◆ **Rows of box annotation entries**
-*-*-

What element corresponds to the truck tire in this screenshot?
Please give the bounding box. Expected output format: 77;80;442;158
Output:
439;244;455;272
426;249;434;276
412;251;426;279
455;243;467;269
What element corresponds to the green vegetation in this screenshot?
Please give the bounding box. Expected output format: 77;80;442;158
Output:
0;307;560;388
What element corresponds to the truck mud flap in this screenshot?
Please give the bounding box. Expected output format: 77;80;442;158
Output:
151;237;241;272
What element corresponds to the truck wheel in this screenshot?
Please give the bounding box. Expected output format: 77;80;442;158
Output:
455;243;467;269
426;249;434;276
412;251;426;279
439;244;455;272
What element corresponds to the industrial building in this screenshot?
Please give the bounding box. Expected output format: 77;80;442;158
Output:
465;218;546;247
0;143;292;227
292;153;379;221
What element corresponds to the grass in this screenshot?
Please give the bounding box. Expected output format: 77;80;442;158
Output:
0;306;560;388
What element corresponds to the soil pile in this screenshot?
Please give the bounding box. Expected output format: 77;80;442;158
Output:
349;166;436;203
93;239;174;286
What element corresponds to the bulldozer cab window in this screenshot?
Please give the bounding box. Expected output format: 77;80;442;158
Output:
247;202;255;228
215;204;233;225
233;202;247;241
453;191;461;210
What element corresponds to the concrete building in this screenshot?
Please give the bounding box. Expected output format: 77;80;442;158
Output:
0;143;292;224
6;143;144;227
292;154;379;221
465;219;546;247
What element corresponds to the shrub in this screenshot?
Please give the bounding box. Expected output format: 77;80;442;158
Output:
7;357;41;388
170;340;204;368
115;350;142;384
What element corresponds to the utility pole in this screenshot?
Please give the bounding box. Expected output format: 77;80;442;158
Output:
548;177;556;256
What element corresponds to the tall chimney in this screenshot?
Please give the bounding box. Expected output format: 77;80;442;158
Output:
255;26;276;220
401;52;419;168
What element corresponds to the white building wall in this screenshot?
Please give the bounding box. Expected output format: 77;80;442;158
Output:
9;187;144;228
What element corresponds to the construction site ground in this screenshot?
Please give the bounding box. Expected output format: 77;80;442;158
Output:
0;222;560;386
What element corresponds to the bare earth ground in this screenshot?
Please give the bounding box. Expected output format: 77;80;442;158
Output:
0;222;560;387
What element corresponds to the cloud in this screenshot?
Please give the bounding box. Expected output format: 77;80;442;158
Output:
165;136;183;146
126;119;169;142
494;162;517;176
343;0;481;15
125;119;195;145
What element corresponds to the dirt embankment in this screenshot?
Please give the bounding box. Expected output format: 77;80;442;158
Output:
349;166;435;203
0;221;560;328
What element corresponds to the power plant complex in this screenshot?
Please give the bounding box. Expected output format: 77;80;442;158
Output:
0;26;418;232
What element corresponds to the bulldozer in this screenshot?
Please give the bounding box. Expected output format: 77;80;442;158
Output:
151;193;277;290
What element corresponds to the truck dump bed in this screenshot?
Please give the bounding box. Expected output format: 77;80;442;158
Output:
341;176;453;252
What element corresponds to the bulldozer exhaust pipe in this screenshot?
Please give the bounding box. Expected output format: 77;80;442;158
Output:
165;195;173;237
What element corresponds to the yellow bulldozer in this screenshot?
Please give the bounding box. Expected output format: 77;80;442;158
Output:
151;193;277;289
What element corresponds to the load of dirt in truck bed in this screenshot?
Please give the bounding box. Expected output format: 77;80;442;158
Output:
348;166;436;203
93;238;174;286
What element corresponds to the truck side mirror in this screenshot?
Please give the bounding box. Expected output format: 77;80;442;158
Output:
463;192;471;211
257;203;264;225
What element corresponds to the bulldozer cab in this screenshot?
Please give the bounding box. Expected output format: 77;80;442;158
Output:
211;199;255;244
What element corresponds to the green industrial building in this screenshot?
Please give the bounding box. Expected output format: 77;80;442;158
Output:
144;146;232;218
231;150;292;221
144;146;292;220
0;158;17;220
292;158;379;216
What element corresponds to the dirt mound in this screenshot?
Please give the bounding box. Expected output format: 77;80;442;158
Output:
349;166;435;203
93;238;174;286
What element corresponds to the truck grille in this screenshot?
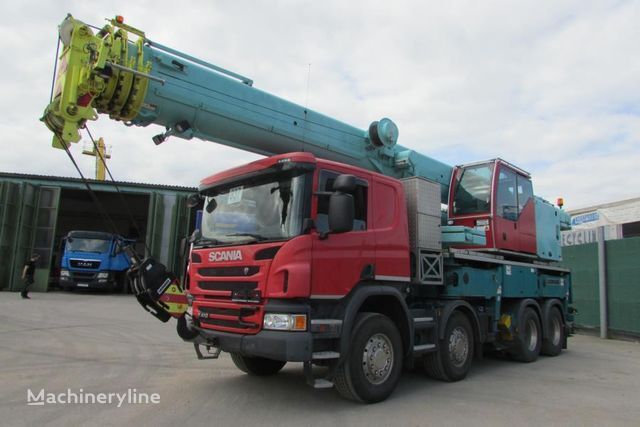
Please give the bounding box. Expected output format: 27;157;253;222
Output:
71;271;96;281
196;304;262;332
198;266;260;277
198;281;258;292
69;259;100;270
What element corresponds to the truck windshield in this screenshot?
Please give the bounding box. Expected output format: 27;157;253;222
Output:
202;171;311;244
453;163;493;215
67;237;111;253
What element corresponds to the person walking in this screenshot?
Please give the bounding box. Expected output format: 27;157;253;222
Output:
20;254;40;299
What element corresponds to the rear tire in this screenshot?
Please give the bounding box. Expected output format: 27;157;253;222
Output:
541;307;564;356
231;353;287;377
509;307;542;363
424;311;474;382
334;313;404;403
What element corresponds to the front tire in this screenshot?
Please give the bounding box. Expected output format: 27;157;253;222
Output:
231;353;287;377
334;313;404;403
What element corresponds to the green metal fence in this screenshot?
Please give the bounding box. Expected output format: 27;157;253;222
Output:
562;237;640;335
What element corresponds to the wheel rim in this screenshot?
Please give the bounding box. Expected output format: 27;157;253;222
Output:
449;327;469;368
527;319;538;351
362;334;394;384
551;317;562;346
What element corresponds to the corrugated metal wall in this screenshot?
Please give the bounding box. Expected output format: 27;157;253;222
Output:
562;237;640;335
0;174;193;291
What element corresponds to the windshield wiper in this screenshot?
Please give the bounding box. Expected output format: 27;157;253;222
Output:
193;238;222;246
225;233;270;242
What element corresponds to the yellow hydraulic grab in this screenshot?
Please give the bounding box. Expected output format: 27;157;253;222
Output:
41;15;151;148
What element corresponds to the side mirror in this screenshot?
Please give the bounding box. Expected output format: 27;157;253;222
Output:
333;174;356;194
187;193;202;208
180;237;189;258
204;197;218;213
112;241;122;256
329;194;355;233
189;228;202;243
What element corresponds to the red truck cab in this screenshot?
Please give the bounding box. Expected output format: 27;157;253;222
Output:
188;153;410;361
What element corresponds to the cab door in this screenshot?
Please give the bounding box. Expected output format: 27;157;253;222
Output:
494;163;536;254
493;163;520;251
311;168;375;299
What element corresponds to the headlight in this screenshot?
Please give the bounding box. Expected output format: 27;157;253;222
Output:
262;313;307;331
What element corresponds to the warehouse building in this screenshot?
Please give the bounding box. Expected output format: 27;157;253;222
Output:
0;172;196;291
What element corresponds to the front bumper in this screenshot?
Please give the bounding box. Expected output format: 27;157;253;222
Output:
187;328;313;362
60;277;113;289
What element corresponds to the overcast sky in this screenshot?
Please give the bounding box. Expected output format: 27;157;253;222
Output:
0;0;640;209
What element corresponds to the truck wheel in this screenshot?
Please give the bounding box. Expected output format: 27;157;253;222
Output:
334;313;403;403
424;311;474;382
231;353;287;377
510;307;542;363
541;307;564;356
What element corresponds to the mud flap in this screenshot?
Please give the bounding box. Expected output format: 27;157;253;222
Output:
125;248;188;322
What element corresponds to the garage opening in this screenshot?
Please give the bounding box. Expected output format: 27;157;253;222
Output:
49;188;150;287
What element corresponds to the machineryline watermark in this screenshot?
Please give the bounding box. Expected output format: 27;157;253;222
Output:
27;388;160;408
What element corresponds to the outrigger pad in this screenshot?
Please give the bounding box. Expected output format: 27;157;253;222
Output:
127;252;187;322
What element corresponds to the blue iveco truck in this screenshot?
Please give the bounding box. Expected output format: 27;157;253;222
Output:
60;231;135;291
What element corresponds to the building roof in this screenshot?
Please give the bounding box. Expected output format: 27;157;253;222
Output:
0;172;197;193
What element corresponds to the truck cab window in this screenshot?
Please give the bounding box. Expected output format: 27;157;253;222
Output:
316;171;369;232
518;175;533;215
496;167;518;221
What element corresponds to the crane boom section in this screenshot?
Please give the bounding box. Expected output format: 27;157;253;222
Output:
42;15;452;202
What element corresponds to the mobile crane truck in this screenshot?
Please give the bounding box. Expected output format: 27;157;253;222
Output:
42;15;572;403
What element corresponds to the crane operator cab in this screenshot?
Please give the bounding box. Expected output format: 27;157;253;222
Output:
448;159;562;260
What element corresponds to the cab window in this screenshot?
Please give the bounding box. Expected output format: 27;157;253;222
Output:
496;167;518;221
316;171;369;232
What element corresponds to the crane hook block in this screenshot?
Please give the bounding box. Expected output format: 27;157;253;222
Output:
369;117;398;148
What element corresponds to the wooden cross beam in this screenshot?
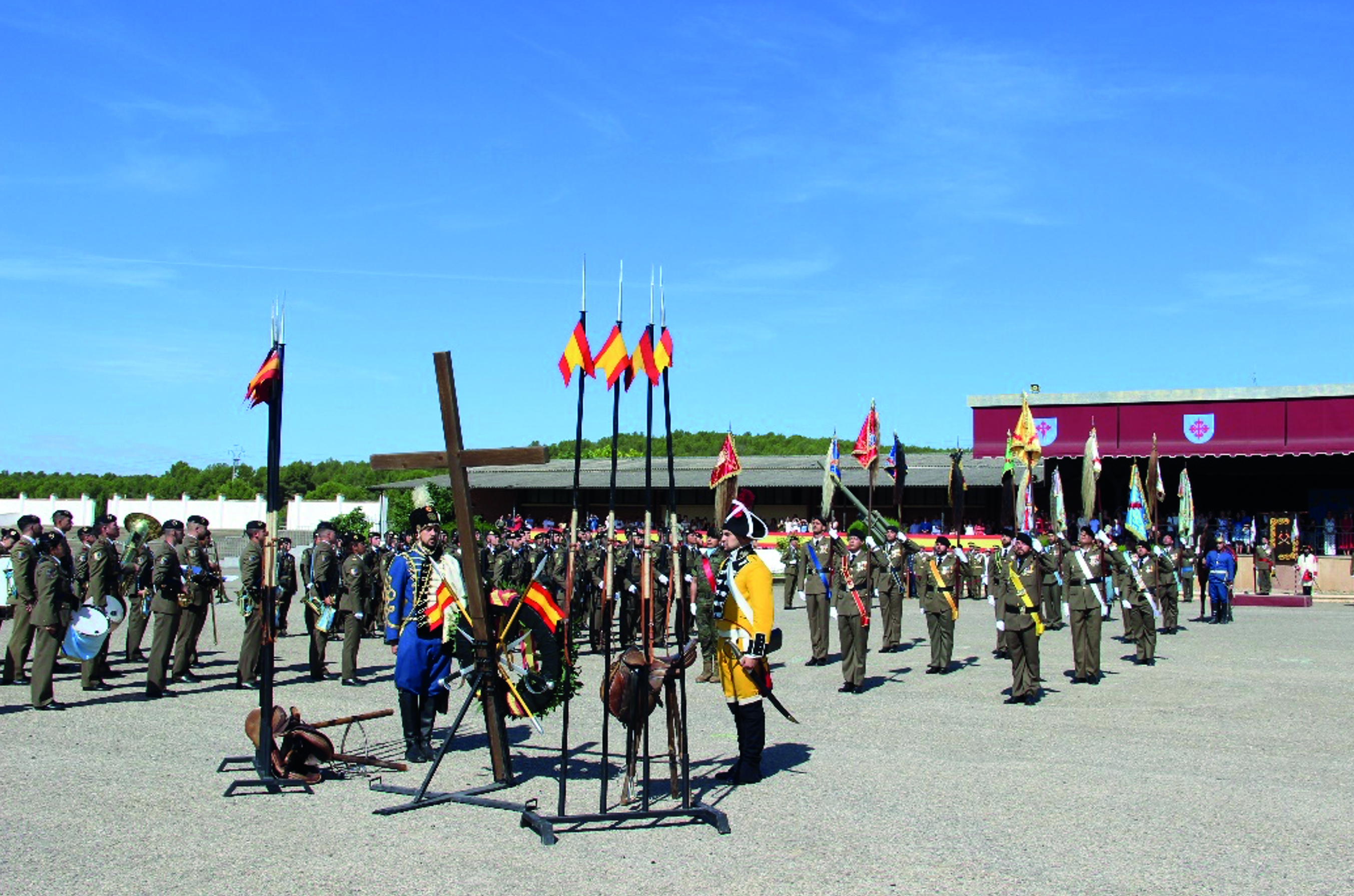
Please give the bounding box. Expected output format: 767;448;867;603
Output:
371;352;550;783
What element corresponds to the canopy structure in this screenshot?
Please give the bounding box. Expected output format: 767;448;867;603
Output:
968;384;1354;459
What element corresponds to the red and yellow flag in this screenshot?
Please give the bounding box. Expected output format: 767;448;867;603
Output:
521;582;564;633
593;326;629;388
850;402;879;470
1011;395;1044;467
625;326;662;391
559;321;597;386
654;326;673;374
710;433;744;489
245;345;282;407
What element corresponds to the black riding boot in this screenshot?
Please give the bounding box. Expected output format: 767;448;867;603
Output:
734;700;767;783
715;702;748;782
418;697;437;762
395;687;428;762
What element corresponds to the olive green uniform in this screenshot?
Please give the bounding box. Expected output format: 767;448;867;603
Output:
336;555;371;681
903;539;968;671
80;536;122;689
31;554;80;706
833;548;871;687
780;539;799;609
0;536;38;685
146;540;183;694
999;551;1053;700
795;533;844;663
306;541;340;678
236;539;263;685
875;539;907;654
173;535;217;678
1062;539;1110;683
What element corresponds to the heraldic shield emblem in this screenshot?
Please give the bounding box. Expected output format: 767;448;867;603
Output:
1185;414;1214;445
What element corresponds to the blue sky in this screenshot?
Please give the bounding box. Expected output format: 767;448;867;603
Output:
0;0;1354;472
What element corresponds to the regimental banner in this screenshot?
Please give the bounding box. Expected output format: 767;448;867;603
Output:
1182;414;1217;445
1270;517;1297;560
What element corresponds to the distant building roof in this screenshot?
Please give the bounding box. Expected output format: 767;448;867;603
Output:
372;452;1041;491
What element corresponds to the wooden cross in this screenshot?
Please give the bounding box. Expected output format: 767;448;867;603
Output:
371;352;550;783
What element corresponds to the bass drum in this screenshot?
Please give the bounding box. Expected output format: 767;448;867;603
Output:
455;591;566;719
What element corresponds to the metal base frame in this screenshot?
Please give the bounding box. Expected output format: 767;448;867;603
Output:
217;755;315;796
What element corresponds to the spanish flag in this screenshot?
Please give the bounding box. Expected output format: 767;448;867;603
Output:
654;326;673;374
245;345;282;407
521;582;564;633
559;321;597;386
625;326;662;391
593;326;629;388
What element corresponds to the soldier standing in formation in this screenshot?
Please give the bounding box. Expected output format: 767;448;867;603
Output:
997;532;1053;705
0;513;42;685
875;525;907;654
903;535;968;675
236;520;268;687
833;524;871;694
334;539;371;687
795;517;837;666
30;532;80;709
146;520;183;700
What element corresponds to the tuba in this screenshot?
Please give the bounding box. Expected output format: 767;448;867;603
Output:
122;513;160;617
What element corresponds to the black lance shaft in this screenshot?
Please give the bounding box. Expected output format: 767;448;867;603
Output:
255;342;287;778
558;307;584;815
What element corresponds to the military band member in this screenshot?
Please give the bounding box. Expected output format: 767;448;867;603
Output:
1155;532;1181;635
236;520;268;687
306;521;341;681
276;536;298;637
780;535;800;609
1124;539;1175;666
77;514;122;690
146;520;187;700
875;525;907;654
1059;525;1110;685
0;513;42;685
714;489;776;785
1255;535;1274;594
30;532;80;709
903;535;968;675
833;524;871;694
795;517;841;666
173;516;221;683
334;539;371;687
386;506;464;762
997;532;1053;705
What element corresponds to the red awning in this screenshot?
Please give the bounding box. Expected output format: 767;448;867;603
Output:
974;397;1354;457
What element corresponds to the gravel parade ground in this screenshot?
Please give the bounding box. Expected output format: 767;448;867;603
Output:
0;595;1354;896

-*-*-

In the part of the entries that opens with the line containing "What element corresponds to the utility" and closes with the line containing "151;193;277;289", swap "chimney" for "smokestack" and write out only those lines, leaving everything else as it is.

◆ **SOLUTION TO THIS EXERCISE**
What element corresponds to the utility pole in this screenshot?
Please give the bounding box. Expected output format: 77;80;442;158
Output:
548;177;556;256
What element corresponds to the tall smokestack in this screenshot?
Please give the bounding box. Expected output format: 77;80;442;158
Output:
255;26;276;220
401;52;419;168
What element corresponds to the white building wall in this screenshot?
Please give the bounding box. Expected output format: 77;80;442;158
Output:
9;187;144;228
What element corresponds to the construction site ground in this screenshot?
Please give the bounding box. Expected output format: 77;80;442;158
Output:
0;222;560;386
What element corresponds to the bare earth ground in this screenshot?
Please give the bounding box. Expected output format: 77;80;442;158
Output:
0;222;560;387
What element corresponds to the cloud in this screenshot?
Please give the bounding box. Expected output format: 77;80;442;158
Output:
165;136;183;146
126;119;169;142
494;162;517;176
343;0;481;15
125;119;195;145
What element corresponds to the dirt embankment in this screenshot?
Please give the bounding box. Expected output format: 77;80;442;158
Output:
349;166;435;203
0;221;560;328
What element corresponds to the power plant complex in this screenshot?
Please give the bounding box. Expected output format: 77;80;442;158
Output:
0;26;418;232
What element corresponds to the bulldozer in this screenshot?
Please give the bounding box. Expected output format: 77;80;442;158
Output:
151;193;277;290
What element corresponds to the truck dump bed in this screenshot?
Please give the bounding box. Expected output format: 77;80;442;158
Output:
341;176;453;252
What element corresponds to the bulldozer exhaust pipe in this screenshot?
Please give the bounding box. Expected output format: 77;80;442;158
Output:
165;195;173;237
What element corresponds to the yellow bulldozer in this screenshot?
Please give the bounding box. Expected output format: 77;80;442;158
Output:
151;193;277;289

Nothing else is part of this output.